* The task
Restate word for word the lines in the listing below, starting at the line containing "of the speckled" and ending at the line containing "of the pendant", both included; leave out the rest.

* Given records
* * *
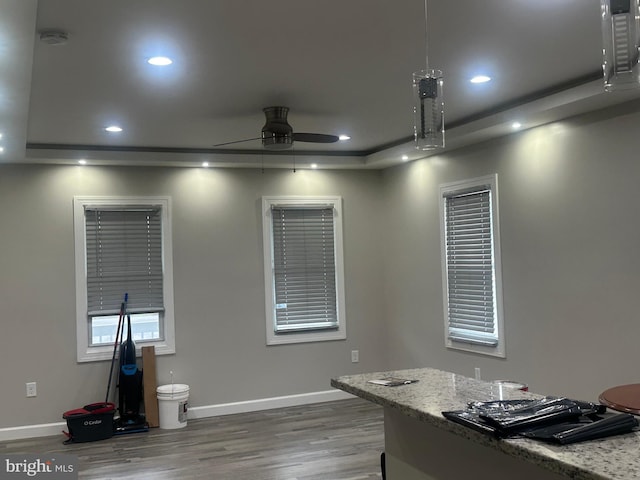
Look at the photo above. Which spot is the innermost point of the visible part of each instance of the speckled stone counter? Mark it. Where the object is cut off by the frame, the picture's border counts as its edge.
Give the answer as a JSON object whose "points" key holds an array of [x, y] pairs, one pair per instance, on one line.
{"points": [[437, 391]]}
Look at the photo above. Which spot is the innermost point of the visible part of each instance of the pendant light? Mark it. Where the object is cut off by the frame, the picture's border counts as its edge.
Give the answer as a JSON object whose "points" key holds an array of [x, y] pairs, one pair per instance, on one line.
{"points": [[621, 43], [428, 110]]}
* * *
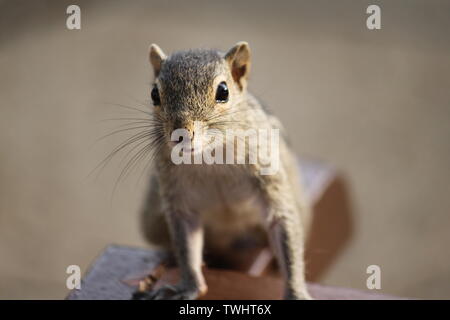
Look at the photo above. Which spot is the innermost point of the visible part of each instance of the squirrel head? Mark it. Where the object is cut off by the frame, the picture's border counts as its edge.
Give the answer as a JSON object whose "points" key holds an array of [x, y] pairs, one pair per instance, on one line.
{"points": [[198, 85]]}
* * *
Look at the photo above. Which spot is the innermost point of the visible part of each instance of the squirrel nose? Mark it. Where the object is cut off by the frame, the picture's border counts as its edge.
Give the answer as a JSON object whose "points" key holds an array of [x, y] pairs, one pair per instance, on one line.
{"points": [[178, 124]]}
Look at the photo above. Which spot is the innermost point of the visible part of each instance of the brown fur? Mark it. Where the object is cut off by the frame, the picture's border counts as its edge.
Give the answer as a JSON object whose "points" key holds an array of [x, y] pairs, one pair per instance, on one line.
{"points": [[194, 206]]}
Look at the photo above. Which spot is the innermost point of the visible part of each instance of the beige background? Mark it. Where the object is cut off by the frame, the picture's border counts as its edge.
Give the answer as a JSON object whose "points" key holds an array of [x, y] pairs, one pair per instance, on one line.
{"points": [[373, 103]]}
* * *
* Answer area
Look at the photo above. Which spot is the innermost point of the visible part of each instance of the speckled stone counter? Mark it. Where the object is cut off by the frame, the picture's border counts as its edge.
Give the answer as a JSON object whose "points" key holds an array of [x, y] pairs, one pair per instance, on one line.
{"points": [[437, 391]]}
Look at the photo above. Which spot is the innermost point of the visible part of each instance of the pendant light? Mark it. Where the object is cut off by the frame, the picture's border counts as its edge.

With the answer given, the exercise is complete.